*Reading passage:*
The Nikon F5 was Nikon’s flagship camera in 1996, and arguably the most advanced 35mm film camera designed up to that time. It’s big, heavy, and was very expensive brand new. I didn’t get my copy until years later, when I started shooting film again regularly. Thankfully, the cost had significantly lessened.
I’ve used many of the Nikon pro series bodies over the years and the F5 holds its own against all of them. In fact, this was the first of the modern professional bodies, and the same basic styling exists in the most current pro DSLRs. Nikon got this design right and it has held up over time. The Nikon F5’s heft feels right, the grip is deep, yet comfortable, the switches and dials all seem to be in the perfect spot, and the viewfinder is clear and bright. Everything about the F5 just feels good.

*Task set:*
1 > The sentence beginning "The Nikon F5's heft feels right" in the Nikon F5 passage praises several physical features of the camera. List each feature along with what the sentence says about it.
2 > Write the next paragraph of the Nikon F5 passage, starting after its last sentence.

*Information shown:*
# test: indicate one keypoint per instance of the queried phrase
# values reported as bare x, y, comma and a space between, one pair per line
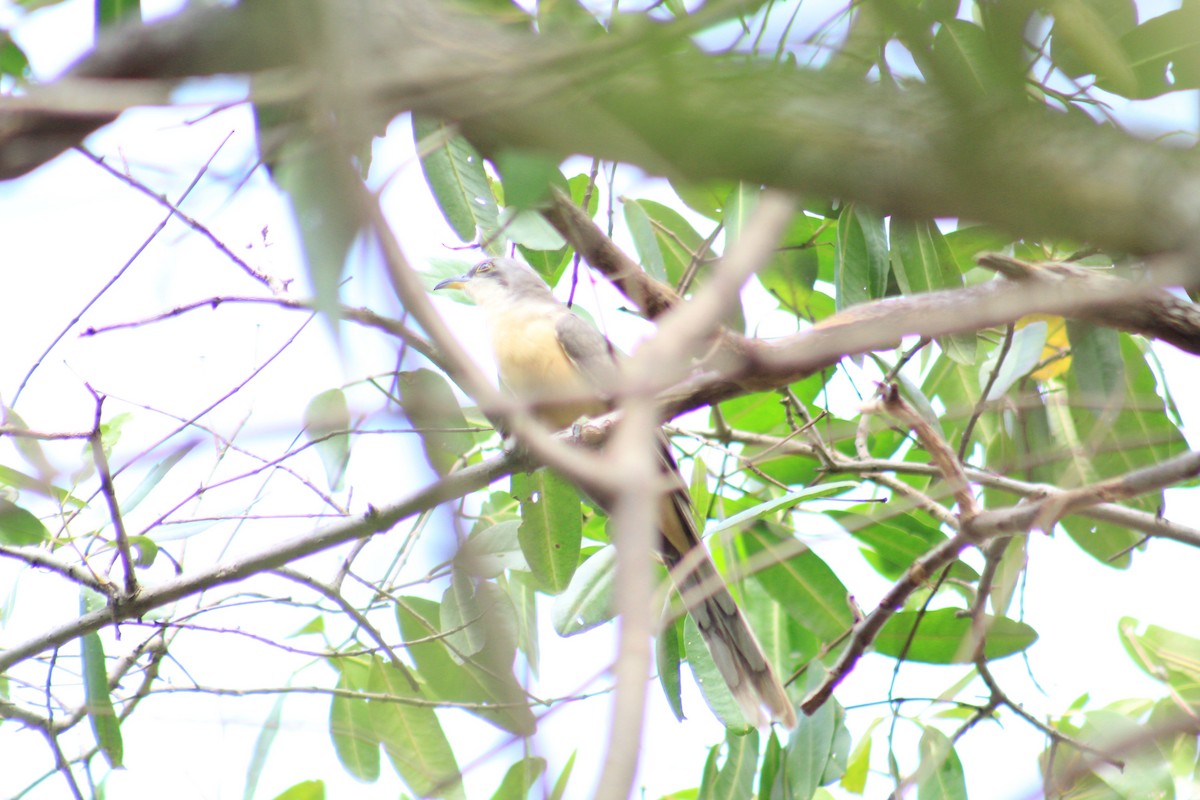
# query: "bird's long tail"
735, 648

*Responses:*
1 >
- Heft: feels right
- Grip: deep, yet comfortable
- Switches and dials: all seem to be in the perfect spot
- Viewfinder: clear and bright

2 >
Specifications of the Nikon F5
- Type of Camera: Integral motor auto-focus 35mm SLR (Single Lens Reflex) camera
- Exposure Modes: Programmed Auto, Shutter priority Auto, Aperture Priority Auto and Manual
- Picture Format: 24mm x 36mm (standard 35mm film format)
- Lens Mount: Nikon F Bayonet Mount
- Usable Lenses: All AF-D, AF-G, AF-I, AF-S and AF VR Nikkor lenses provide full AF and metering operation. AI-P lenses provide manual focus w/electronic rangefinder and full metering operation. AI lenses provide manual focus w/electronic rangefinder, aperture priority and manual exposure mode, C/W and Spot Metering operation.
- Viewfinder: Fixed eye-level pentaprism, high eye-point type, built-in diopter adjustment
- Eyepoint: 20.5mm
- Focusing Screen: Nikon advanced EC-B-type screen; interchangeable with 12 other optional screens
- Autofocus: TTL phase detection, Nikon Multi-CAM 1300 autofocus module
- AF Detection Range: Approx. EV -1 to EV +19 (at ISO 100)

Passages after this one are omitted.